▸ WRITTEN PROBLEM
Copy every row from the one that contains "Each instance of the carved shell" through the last of the rows, requests included, and shift the pixel coordinates by adding 53 to each of their numbers. Leave the pictures out of your answer.

▸ GIVEN DATA
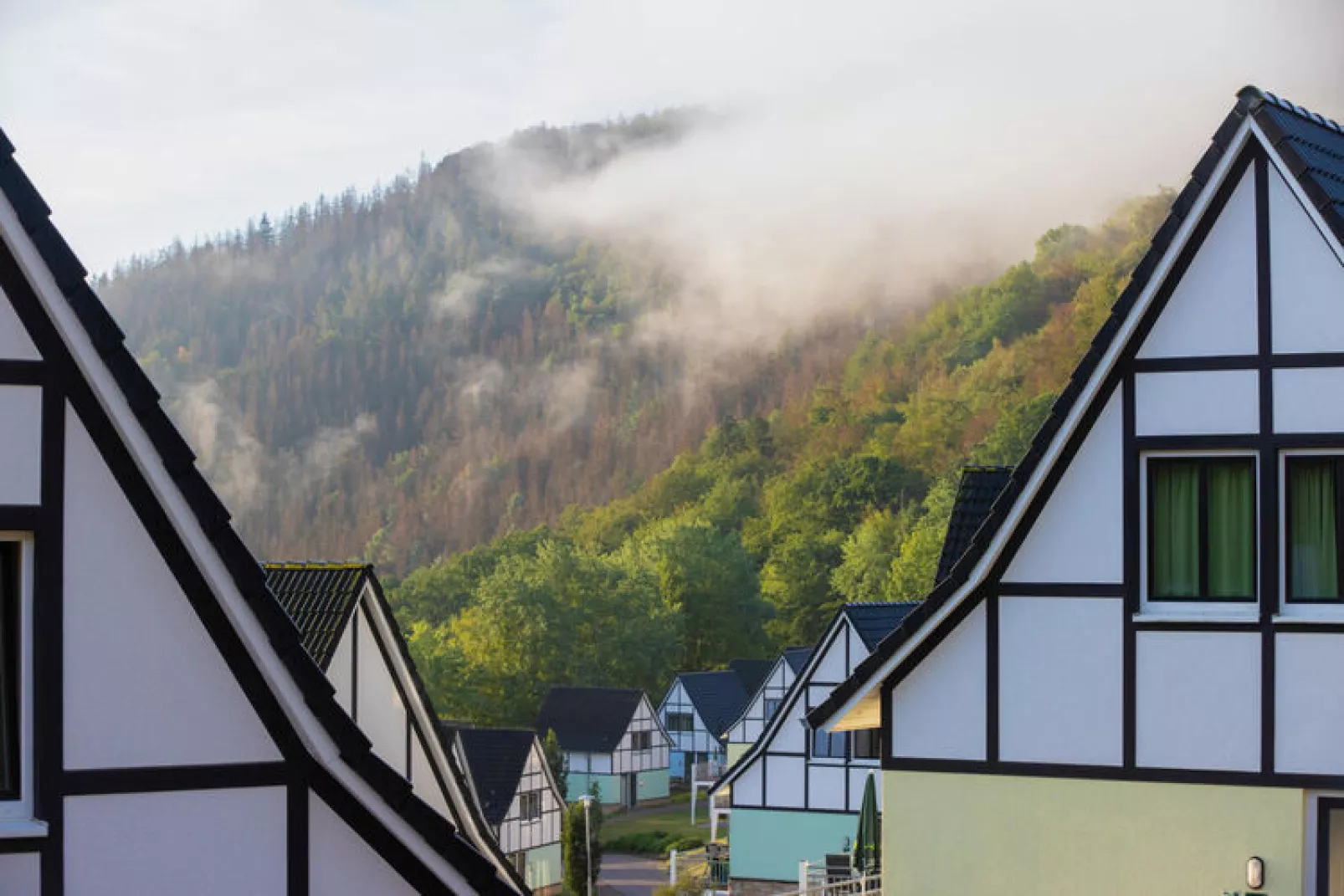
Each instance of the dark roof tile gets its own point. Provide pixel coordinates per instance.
(587, 719)
(980, 487)
(321, 598)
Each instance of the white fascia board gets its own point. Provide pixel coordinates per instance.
(1085, 399)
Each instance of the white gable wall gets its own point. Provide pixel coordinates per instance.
(20, 449)
(341, 864)
(1060, 680)
(137, 657)
(1213, 310)
(15, 343)
(213, 842)
(1306, 277)
(938, 709)
(1080, 534)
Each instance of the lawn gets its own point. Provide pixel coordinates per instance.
(672, 820)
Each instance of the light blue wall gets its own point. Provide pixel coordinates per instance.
(609, 787)
(543, 867)
(652, 785)
(769, 845)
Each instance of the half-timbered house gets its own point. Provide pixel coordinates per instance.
(348, 629)
(1129, 681)
(767, 700)
(696, 714)
(518, 796)
(612, 740)
(794, 794)
(163, 730)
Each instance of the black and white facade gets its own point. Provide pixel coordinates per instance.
(612, 740)
(1148, 623)
(791, 767)
(518, 796)
(162, 729)
(350, 630)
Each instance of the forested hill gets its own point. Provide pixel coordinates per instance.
(752, 540)
(418, 378)
(413, 371)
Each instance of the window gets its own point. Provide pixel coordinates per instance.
(11, 643)
(680, 722)
(1202, 528)
(829, 745)
(867, 743)
(1312, 507)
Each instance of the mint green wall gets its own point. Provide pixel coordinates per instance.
(1004, 836)
(609, 787)
(769, 845)
(652, 785)
(543, 867)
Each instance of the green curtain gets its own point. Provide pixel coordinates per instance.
(1231, 530)
(1175, 528)
(1313, 548)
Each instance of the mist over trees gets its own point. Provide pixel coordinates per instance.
(419, 378)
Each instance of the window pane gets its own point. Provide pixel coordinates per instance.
(10, 671)
(1313, 550)
(1231, 530)
(1175, 528)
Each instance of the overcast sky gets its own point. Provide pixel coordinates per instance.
(146, 120)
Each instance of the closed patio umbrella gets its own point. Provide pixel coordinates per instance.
(867, 841)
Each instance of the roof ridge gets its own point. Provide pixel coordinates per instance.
(1253, 95)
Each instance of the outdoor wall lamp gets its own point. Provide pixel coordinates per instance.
(1254, 872)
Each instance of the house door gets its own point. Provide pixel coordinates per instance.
(1330, 847)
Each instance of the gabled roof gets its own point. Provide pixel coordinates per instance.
(718, 698)
(321, 598)
(1312, 150)
(976, 494)
(752, 672)
(587, 719)
(875, 621)
(93, 344)
(495, 760)
(798, 657)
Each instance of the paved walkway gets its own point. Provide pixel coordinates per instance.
(631, 875)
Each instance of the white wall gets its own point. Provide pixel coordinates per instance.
(20, 445)
(341, 672)
(1060, 683)
(20, 875)
(1213, 310)
(379, 709)
(15, 343)
(1078, 535)
(1310, 714)
(217, 842)
(1308, 399)
(144, 684)
(1197, 403)
(1198, 698)
(938, 709)
(341, 864)
(784, 782)
(1306, 279)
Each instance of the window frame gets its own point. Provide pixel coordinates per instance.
(1202, 606)
(523, 800)
(17, 818)
(829, 736)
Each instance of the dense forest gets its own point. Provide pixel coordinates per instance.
(417, 378)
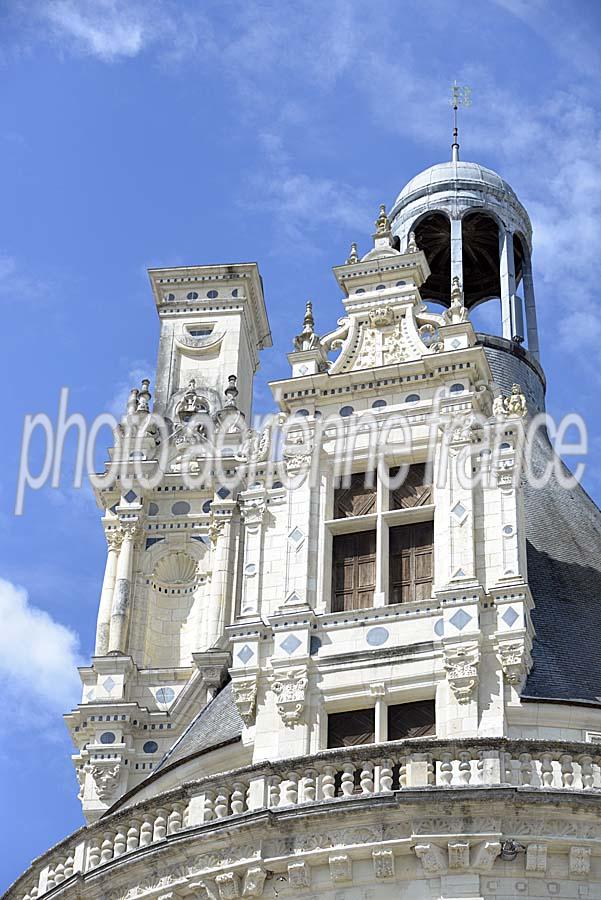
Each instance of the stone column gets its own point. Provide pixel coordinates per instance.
(529, 302)
(252, 510)
(103, 624)
(511, 305)
(122, 595)
(456, 252)
(221, 535)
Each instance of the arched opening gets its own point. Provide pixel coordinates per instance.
(433, 236)
(480, 247)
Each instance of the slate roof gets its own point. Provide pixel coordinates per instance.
(563, 529)
(218, 723)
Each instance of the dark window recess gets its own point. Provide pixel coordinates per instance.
(353, 570)
(408, 720)
(351, 729)
(414, 491)
(358, 499)
(411, 562)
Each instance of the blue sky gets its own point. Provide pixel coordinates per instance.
(139, 133)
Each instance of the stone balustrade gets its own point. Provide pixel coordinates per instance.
(349, 773)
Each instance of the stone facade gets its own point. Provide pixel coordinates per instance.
(235, 581)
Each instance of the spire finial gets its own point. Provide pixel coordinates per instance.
(461, 95)
(353, 256)
(382, 223)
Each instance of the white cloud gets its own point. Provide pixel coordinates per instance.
(107, 29)
(38, 660)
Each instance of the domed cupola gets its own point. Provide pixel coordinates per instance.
(471, 225)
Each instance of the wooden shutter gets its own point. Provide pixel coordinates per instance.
(411, 562)
(411, 720)
(351, 729)
(355, 500)
(353, 570)
(414, 491)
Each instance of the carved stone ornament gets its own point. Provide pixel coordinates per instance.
(512, 656)
(483, 857)
(299, 875)
(536, 858)
(290, 691)
(513, 405)
(459, 854)
(383, 863)
(382, 315)
(433, 858)
(228, 885)
(580, 860)
(252, 512)
(340, 868)
(461, 664)
(254, 881)
(106, 780)
(457, 313)
(245, 697)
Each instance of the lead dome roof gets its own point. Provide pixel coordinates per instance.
(440, 174)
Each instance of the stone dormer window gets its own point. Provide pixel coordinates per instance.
(382, 539)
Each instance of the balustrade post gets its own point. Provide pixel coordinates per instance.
(133, 835)
(222, 802)
(328, 783)
(567, 770)
(94, 854)
(275, 789)
(347, 784)
(546, 769)
(446, 768)
(146, 831)
(120, 844)
(160, 826)
(367, 778)
(586, 771)
(309, 785)
(106, 848)
(238, 799)
(291, 793)
(385, 784)
(175, 820)
(526, 768)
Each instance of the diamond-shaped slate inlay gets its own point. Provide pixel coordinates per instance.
(459, 511)
(245, 654)
(296, 536)
(460, 619)
(290, 644)
(510, 616)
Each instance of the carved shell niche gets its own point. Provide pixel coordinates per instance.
(176, 569)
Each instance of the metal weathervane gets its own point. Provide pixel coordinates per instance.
(461, 95)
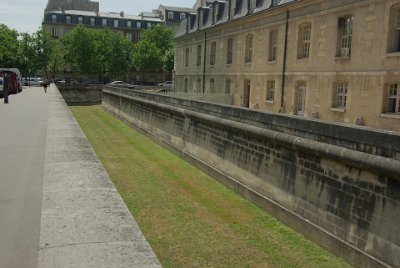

▸ PROBLEM SOLUTION
Each instance of the carved shell niche gets its own point. Provide pixel coordinates per instance.
(229, 622)
Each instance of the metal weathervane gets its own point. Provide pixel coordinates per instance.
(514, 148)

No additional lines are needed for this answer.